● **WORK TO BE COMPLETED**: Begin at the line containing "This document resolves" in the data below and go on through the line containing "box: [40, 251, 207, 411]", repeating each line exactly; include both ends and no other line.

● **DATA FOR REVIEW**:
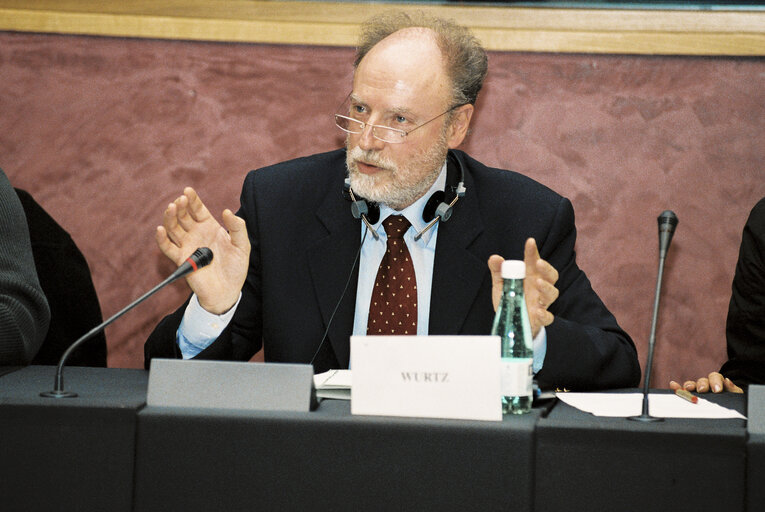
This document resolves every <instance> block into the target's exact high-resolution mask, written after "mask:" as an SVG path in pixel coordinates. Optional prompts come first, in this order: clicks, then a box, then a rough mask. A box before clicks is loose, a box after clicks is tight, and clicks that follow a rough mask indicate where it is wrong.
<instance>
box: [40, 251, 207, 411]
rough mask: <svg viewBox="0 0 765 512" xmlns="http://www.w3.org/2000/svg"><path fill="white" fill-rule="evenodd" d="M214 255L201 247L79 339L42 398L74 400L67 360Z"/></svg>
...
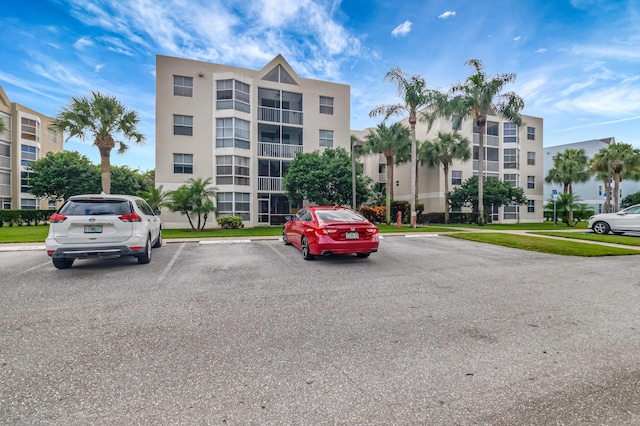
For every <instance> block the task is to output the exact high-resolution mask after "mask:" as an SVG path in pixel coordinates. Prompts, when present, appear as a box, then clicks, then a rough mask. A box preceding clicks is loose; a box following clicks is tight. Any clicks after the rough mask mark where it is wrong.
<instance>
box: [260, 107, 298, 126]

● **TASK RESULT**:
This document resolves every <instance> block into the target's exact high-resolution mask, written after "mask:" as an SVG path in pixel coordinates. Optional prompts come first, in this order: clicks, then a box, then a rough mask. A box before clicks is loose, a box after clicks is tight, and clicks that follow a rough mask indicate where it is wrong.
<instance>
box: [40, 251, 207, 411]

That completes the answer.